PROMPT 1 –
Turn the point placement rows into a Markdown table with the columns No. and Line, numbering each line and leaving out blank lines. Cover everything from the line containing "Can you find the dark" down to the line containing "346], [1098, 117]]", with both of those lines included.

PAGE –
# # #

Canada 2017·Updated

This retiree is painting the story of the Chinese workers who died building Canada's railways

'I should admit that I was shocked… and I was much moved.'

'I should admit that I was shocked… and I was much moved.

Linglei Lu in his Toronto studio (Linglei Lu)

Like many amateur painters, Linglei Lu is more accustomed to family portraits than historical epics. But when the retired computer engineer started delving into the history of the Chinese immigrants who came to Canada before him, he discovered a dark part of Canada's past. He is now bringing those stories to life in his latest paintings.

It was earlier this year when Lu started noticing CBC (and others) talking about the upcoming 150th anniversary of Canadian Confederation.

"I kept thinking, as Chinese immigrants, we should also be actively involved and make our own contribution," Lu says. "So I got this idea: use oil painting to capture this great historical moment, to cherish the memory of our ancestors and to celebrate the 150th anniversary of Confederation at same time."

"From Sea to Sea: Great Iron Road," oil on canvas by Linglei Lu shows Canada's railway track being laid in the Rocky Mountains (Linglei Lu)

When Lu immigrated to Canada five years ago, he began to dig into the history of his new country. He was staggered to discover the number of Chinese workers who had died working on the Canadian Pacific Railway through B.C.'s mountains, where thousands laboured for less pay than white workers and were often tasked with the most dangerous work.

# # #

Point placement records
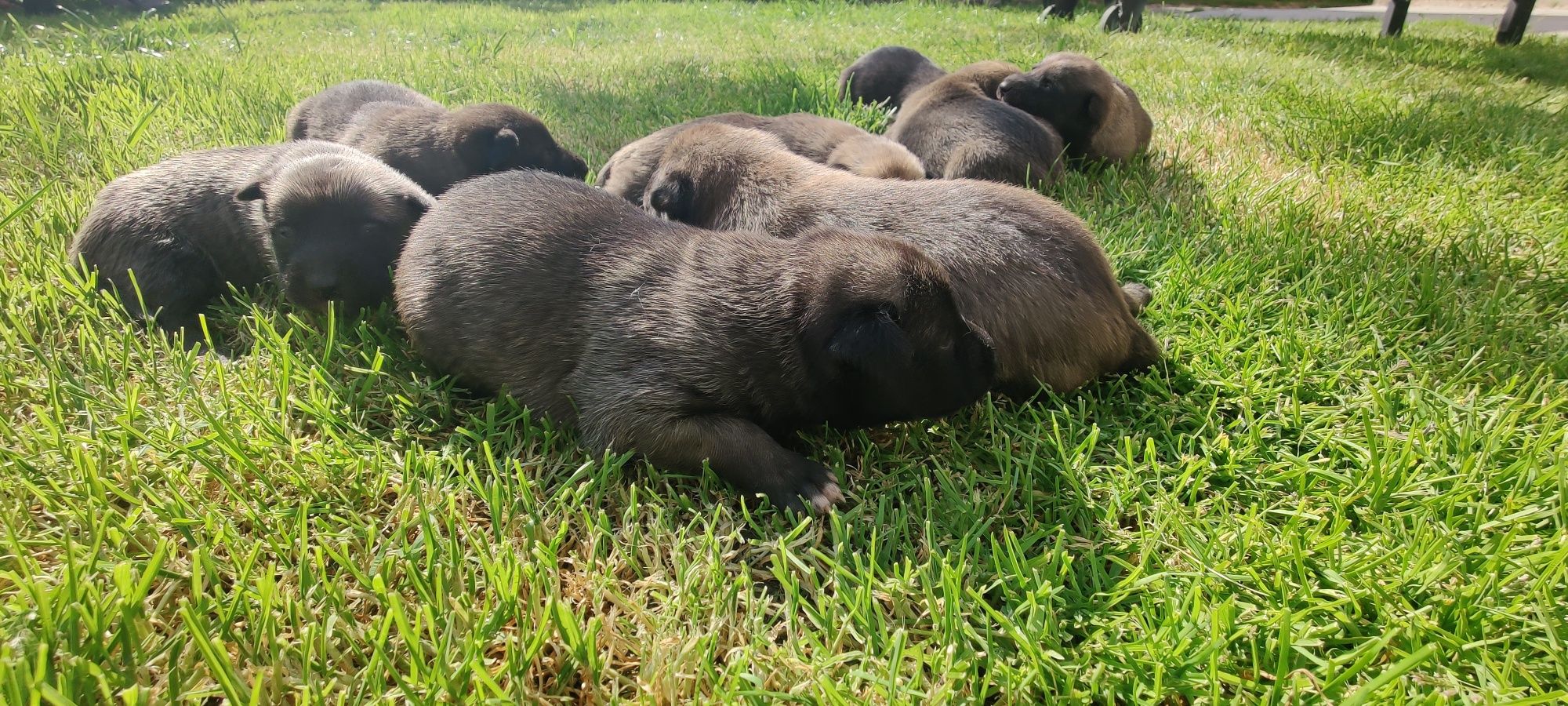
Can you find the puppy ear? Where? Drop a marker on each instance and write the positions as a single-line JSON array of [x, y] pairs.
[[250, 192], [504, 150], [675, 198], [871, 340]]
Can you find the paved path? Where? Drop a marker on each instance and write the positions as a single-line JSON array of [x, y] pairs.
[[1542, 20]]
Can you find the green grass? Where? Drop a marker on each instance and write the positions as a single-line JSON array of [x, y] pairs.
[[1346, 486]]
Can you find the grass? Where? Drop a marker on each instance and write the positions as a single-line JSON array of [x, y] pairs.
[[1346, 486]]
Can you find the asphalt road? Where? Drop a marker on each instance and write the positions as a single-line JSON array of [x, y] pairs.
[[1542, 21]]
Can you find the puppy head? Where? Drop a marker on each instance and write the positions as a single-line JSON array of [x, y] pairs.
[[1069, 90], [338, 225], [703, 167], [877, 158], [498, 137], [884, 332]]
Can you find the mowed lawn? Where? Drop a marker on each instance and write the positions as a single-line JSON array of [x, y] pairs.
[[1346, 486]]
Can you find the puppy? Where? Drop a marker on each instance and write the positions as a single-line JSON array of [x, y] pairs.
[[686, 346], [1098, 117], [324, 220], [959, 131], [432, 145], [835, 144], [1025, 271], [888, 76]]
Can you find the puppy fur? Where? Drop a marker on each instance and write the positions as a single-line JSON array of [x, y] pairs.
[[888, 76], [1025, 269], [959, 131], [678, 343], [1098, 117], [432, 145], [324, 220], [835, 144]]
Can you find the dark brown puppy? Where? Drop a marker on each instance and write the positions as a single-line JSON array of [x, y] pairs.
[[1025, 269], [888, 76], [324, 220], [959, 131], [432, 145], [1098, 117], [678, 343], [835, 144]]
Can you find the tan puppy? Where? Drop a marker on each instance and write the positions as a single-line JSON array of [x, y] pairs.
[[959, 131], [826, 140], [1025, 269], [683, 344], [321, 220], [1098, 117]]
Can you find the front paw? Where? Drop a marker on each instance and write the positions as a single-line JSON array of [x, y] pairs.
[[808, 484]]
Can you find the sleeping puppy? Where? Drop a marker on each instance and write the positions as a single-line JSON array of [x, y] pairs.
[[888, 76], [1098, 117], [432, 145], [686, 346], [959, 131], [835, 144], [1025, 269], [322, 220]]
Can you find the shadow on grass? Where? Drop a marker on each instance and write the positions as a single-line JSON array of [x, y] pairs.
[[1534, 60]]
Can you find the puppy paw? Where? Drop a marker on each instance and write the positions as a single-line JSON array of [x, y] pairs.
[[810, 486]]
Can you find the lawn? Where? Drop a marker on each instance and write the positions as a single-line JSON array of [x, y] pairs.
[[1348, 482]]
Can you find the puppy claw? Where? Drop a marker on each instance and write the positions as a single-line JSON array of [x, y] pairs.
[[826, 498]]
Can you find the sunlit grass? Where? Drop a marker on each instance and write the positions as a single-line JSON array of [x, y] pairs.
[[1346, 486]]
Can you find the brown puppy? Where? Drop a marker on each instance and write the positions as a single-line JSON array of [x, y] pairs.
[[1025, 269], [324, 220], [959, 131], [835, 144], [432, 145], [888, 76], [686, 346], [1098, 117]]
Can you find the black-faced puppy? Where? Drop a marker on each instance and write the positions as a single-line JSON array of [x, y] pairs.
[[324, 220], [432, 145], [826, 140], [1098, 117], [1025, 269], [678, 343], [959, 131], [888, 76]]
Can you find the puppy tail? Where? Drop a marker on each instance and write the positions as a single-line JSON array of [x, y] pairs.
[[1138, 296]]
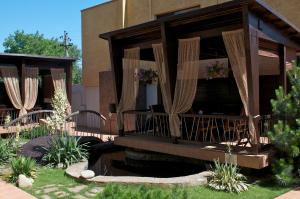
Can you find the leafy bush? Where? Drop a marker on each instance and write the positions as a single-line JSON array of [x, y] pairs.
[[60, 105], [22, 165], [35, 132], [8, 149], [285, 135], [65, 150], [143, 191], [226, 177]]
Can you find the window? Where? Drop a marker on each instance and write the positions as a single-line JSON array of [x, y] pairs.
[[177, 12]]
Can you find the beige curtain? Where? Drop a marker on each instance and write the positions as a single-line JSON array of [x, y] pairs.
[[59, 83], [162, 76], [31, 87], [11, 81], [186, 82], [130, 85], [235, 47]]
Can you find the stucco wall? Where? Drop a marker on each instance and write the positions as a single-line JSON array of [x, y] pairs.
[[109, 16], [95, 51]]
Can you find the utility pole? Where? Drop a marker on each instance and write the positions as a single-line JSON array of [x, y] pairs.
[[66, 43]]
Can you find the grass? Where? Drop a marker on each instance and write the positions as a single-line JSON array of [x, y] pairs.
[[149, 192], [57, 177], [47, 176]]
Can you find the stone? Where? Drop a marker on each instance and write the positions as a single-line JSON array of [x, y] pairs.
[[87, 174], [97, 190], [77, 189], [61, 194], [79, 197], [24, 182], [46, 197], [60, 166], [50, 189]]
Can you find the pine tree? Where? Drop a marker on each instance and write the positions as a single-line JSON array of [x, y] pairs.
[[286, 131]]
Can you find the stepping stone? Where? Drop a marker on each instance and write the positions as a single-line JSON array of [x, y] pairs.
[[51, 189], [61, 194], [46, 197], [97, 190], [90, 194], [79, 197], [77, 189]]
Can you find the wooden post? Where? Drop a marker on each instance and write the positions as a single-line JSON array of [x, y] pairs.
[[116, 68], [282, 67], [22, 83], [252, 64], [69, 81]]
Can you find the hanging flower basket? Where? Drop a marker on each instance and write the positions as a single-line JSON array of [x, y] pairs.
[[147, 76], [217, 70]]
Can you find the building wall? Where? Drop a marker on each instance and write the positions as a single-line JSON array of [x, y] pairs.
[[95, 51], [111, 16]]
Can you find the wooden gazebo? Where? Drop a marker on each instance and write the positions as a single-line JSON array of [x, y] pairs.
[[44, 64], [270, 43]]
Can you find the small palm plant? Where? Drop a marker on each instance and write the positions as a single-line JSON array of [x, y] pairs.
[[22, 165], [59, 104], [65, 150], [226, 177]]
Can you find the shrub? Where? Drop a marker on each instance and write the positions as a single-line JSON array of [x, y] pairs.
[[22, 165], [226, 177], [8, 149], [35, 132], [65, 150], [60, 105], [285, 135]]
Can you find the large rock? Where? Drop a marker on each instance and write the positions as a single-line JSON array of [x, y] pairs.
[[24, 181], [87, 174]]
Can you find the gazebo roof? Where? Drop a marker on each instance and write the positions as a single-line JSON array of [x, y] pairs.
[[255, 6], [35, 57]]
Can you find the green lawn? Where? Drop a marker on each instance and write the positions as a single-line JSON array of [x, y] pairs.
[[63, 183]]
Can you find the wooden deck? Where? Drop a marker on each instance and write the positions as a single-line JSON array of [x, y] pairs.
[[194, 150]]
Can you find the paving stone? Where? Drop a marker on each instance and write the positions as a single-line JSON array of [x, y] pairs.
[[51, 189], [79, 197], [46, 197], [77, 189], [61, 194], [97, 190], [88, 194], [49, 185]]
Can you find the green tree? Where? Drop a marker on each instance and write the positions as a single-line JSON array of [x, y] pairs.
[[286, 132], [36, 44]]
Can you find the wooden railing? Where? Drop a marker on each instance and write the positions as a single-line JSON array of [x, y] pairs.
[[12, 113], [216, 129]]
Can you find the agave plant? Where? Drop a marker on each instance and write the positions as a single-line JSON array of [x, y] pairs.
[[22, 165], [65, 150], [226, 177]]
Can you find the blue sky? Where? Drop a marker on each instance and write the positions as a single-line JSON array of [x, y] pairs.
[[49, 17]]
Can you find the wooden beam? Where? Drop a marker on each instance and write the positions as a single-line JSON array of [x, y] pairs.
[[68, 70], [282, 67], [170, 47], [22, 83], [201, 151], [252, 64]]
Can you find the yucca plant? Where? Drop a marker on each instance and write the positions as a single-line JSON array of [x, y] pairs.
[[65, 150], [35, 132], [226, 177], [8, 149], [22, 165]]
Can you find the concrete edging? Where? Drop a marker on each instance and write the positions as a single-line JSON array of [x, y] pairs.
[[190, 180]]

# # #

PROMPT 2 –
Return everything in the article about the painter and the Chinese railway workers from "Like many amateur" down to "of Canadian Confederation.", copied word for word.

FULL RESPONSE 1 –
| No. | Line |
|---|---|
| 1 | Can you find the dark brown puppy? Where? Drop a marker on each instance and write the positions as a single-line JSON array of [x, y] pairs. |
| 2 | [[1025, 269], [888, 76], [324, 220], [959, 131], [432, 145], [1098, 117], [678, 343], [835, 144]] |
| 3 | Can you find the tan puppy? Where? Drop a marker on each instance and write the positions as a single-line JSON array of [x, y] pairs. |
| 4 | [[959, 131], [826, 140], [1025, 269], [683, 344], [321, 220], [1098, 117]] |
| 5 | Can you find the front paw? Where? Drop a marker on each instance and write the positions as a single-line JSON array of [x, y] pairs. |
| 6 | [[808, 484]] |
| 7 | Can you find the sleeping puppy? Where? Drop a marker on each instance and write the positions as a single-line JSON array of [x, y] pairs. |
| 8 | [[888, 76], [1098, 117], [432, 145], [686, 346], [959, 131], [835, 144], [1025, 269], [322, 220]] |
| 9 | Can you find the shadow on grass? Where? Drop a marker on each instance and write the positions as a single-line JSON array of [x, y] pairs. |
| 10 | [[1534, 60]] |
| 11 | Can you find the puppy paw? Where? Drop a marker on each instance and write the positions as a single-line JSON array of [x, y] pairs. |
| 12 | [[810, 486]] |
| 13 | Can you find the lawn? Where? Drop a marker on each instance and write the positions as a single-line JSON array of [x, y] pairs. |
| 14 | [[1348, 482]] |
| 15 | Can you find the puppy claw? Where? Drop a marker on each instance and write the positions as a single-line JSON array of [x, y] pairs. |
| 16 | [[826, 498]] |
| 17 | Can you find the sunlit grass? Where? Drop a marker on each instance and write the positions as a single-line JSON array of [x, y] pairs. |
| 18 | [[1346, 486]] |
| 19 | Can you find the brown puppy? Where? Drop a marker on each instance and write the positions as a single-line JSON array of [x, y] pairs. |
| 20 | [[1025, 269], [324, 220], [959, 131], [835, 144], [432, 145], [888, 76], [686, 346], [1098, 117]] |

FULL RESPONSE 2 –
Like many amateur painters, Linglei Lu is more accustomed to family portraits than historical epics. But when the retired computer engineer started delving into the history of the Chinese immigrants who came to Canada before him, he discovered a dark part of Canada's past. He is now bringing those stories to life in his latest paintings.

It was earlier this year when Lu started noticing CBC (and others) talking about the upcoming 150th anniversary of Canadian Confederation.